Aim of the task >> Starting with the line that contains "In this exercise you will locate the wind-blown" and running through the end of the records below, rewrite that part as a numbered list, skipping blank lines and leaving out the pictures.
— START OF Listed records —
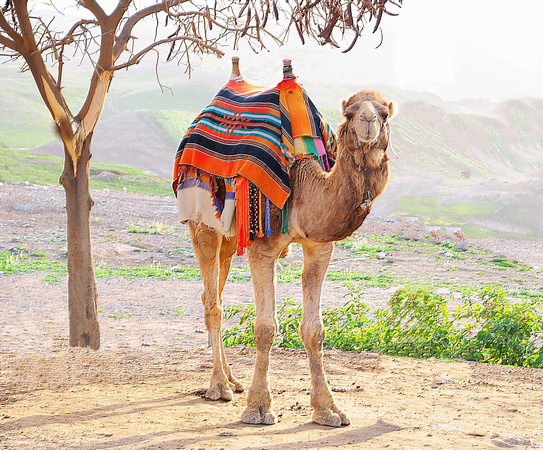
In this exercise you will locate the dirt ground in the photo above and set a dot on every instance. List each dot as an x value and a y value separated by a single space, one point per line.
143 388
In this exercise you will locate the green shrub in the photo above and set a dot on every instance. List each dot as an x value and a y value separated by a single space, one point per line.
485 327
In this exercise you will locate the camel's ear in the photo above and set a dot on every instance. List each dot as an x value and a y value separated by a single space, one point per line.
387 111
351 110
391 110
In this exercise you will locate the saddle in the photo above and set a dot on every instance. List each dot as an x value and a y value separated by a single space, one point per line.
235 157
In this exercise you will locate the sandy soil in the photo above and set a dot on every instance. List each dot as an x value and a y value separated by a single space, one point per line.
143 388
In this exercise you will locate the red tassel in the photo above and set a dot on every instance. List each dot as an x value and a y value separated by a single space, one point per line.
242 214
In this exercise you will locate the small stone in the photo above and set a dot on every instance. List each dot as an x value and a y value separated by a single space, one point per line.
502 444
516 440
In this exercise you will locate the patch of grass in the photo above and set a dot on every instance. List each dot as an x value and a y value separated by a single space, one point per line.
18 167
487 327
151 271
20 264
153 228
504 263
173 124
358 246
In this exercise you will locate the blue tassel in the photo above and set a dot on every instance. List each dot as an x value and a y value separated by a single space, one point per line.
267 230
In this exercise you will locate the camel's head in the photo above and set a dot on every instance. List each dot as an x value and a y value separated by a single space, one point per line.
367 114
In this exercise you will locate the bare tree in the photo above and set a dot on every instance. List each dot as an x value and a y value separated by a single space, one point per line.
110 42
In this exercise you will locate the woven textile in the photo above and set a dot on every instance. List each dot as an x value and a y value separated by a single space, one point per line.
249 131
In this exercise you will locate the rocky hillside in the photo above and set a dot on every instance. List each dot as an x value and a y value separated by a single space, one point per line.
472 164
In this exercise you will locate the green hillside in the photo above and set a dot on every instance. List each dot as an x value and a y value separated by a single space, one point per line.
473 164
16 167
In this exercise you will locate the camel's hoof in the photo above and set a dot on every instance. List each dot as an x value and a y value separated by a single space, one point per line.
219 392
254 416
331 418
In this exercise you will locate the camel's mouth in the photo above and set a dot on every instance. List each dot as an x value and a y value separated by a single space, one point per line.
367 139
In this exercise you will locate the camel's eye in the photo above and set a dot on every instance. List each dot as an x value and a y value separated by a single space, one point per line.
383 112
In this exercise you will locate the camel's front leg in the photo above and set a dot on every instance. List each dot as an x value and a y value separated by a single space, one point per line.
316 261
207 246
262 259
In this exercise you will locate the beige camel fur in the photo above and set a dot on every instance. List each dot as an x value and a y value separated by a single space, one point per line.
323 207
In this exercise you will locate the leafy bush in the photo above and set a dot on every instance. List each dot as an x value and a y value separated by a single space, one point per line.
484 327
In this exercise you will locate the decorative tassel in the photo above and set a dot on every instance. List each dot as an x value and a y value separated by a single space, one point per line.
242 214
284 219
268 219
260 224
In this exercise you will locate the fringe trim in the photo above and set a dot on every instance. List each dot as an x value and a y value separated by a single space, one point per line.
242 214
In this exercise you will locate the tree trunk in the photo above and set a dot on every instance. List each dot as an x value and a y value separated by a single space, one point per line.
82 291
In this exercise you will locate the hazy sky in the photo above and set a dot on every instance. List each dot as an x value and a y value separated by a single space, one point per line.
456 49
466 48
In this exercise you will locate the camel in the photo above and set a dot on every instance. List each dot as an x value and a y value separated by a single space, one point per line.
323 207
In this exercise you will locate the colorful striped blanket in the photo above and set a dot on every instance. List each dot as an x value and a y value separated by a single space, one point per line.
249 137
250 131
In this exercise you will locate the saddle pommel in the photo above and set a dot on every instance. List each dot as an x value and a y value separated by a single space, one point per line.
287 68
236 74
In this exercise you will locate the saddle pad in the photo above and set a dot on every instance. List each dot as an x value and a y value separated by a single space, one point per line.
249 131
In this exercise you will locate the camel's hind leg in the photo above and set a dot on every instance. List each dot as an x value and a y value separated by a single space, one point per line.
316 260
228 247
214 254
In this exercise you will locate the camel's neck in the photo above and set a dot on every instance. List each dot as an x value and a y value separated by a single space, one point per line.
327 207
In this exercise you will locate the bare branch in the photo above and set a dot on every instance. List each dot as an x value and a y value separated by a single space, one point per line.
16 38
7 42
95 9
125 34
135 59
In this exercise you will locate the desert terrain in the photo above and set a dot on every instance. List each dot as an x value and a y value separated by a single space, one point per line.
144 388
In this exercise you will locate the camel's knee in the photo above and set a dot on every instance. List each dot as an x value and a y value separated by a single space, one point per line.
265 335
212 315
312 334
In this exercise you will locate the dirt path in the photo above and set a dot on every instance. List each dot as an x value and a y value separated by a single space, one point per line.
143 388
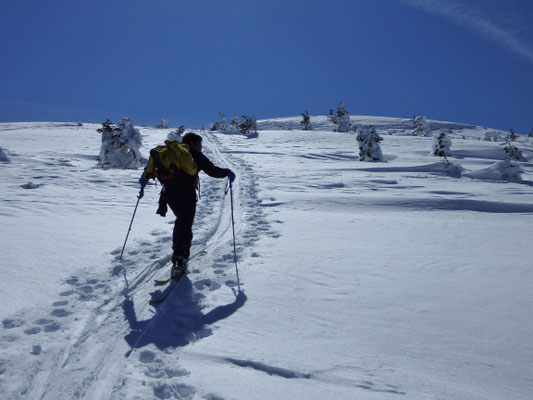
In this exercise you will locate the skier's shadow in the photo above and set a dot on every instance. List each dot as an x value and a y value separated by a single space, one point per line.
179 320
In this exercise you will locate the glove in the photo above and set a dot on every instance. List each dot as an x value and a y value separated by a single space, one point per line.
143 180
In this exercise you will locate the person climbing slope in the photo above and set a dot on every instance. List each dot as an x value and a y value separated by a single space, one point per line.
176 166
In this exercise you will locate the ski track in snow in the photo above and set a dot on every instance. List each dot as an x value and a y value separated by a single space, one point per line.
99 338
98 332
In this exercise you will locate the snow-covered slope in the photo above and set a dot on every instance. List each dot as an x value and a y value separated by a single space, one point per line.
360 280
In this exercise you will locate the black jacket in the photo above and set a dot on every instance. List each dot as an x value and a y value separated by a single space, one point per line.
184 185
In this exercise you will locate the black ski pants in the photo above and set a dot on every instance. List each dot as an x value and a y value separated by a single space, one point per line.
184 208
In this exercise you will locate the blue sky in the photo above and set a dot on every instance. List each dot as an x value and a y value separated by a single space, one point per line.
457 60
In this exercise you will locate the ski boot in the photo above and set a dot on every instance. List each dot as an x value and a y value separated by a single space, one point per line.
179 268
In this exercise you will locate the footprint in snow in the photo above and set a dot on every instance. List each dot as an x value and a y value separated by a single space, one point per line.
12 323
166 391
32 331
60 312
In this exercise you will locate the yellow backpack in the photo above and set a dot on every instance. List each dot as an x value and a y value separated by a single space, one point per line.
174 156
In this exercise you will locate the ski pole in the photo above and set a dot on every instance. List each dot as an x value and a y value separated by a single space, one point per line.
139 197
233 230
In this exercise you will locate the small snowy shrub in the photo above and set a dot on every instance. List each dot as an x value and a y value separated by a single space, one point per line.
175 135
492 136
219 125
505 170
369 148
421 126
3 155
164 124
306 122
332 117
120 145
248 126
513 153
235 123
441 145
341 119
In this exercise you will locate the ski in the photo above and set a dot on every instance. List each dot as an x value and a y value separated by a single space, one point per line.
162 282
160 296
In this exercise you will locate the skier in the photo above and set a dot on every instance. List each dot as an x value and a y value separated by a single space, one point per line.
179 192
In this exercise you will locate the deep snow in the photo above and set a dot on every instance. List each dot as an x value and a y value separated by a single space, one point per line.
360 280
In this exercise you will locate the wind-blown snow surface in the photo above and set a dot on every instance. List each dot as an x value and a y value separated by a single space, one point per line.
360 280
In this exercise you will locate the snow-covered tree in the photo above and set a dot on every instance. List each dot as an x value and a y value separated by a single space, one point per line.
120 145
3 155
164 124
332 118
306 121
341 119
421 126
369 148
493 136
248 126
513 153
235 122
441 145
220 125
175 135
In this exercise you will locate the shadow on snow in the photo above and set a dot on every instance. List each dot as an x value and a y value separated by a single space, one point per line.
178 321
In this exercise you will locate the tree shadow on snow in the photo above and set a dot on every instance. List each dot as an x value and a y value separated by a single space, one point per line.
178 321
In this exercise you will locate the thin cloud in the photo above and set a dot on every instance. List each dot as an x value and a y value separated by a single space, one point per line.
473 19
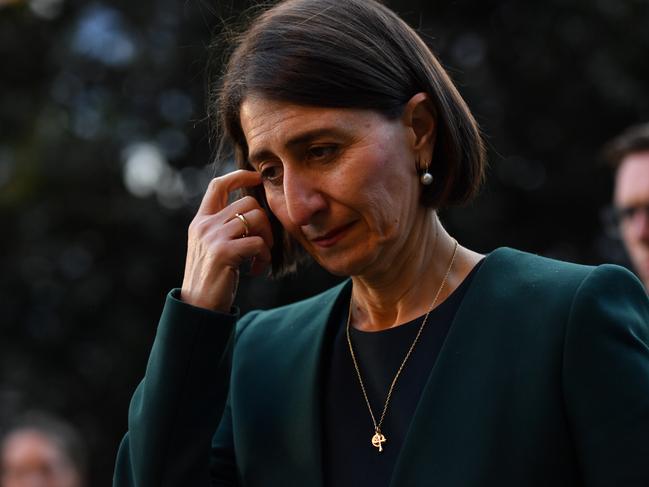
— END OF Listed records —
Response to the exercise >>
1. In this exercise you will locate the wind-blown snow surface in the photo above and set a dot on every instance. List each dot as an x value and a y value separated by a single space, one point per line.
2. 360 280
3. In this exercise you will locate the snow-covered tree in the photo above and set a dot on every instance. List each dot as an x value and a y value separated by a single space, one point per line.
4. 120 145
5. 3 155
6. 164 124
7. 332 118
8. 306 121
9. 341 119
10. 421 126
11. 369 148
12. 493 136
13. 248 126
14. 513 153
15. 235 122
16. 441 145
17. 220 125
18. 175 135
19. In this exercise you will locate the shadow on snow in the photo above and set a dot on every instance. List each dot as an x value and a y value separated by a single space, one point per line.
20. 178 321
21. In this exercise you will locate the tree shadow on snow in the photo above and set a dot on every instance. List each dot as an x value and a y value separated by a single space, one point per line.
22. 178 321
23. In this exercise you will locate the thin cloud in the photo above and set a dot on every instance. List each dot as an x value and a y value separated by a single space, one point per line.
24. 473 19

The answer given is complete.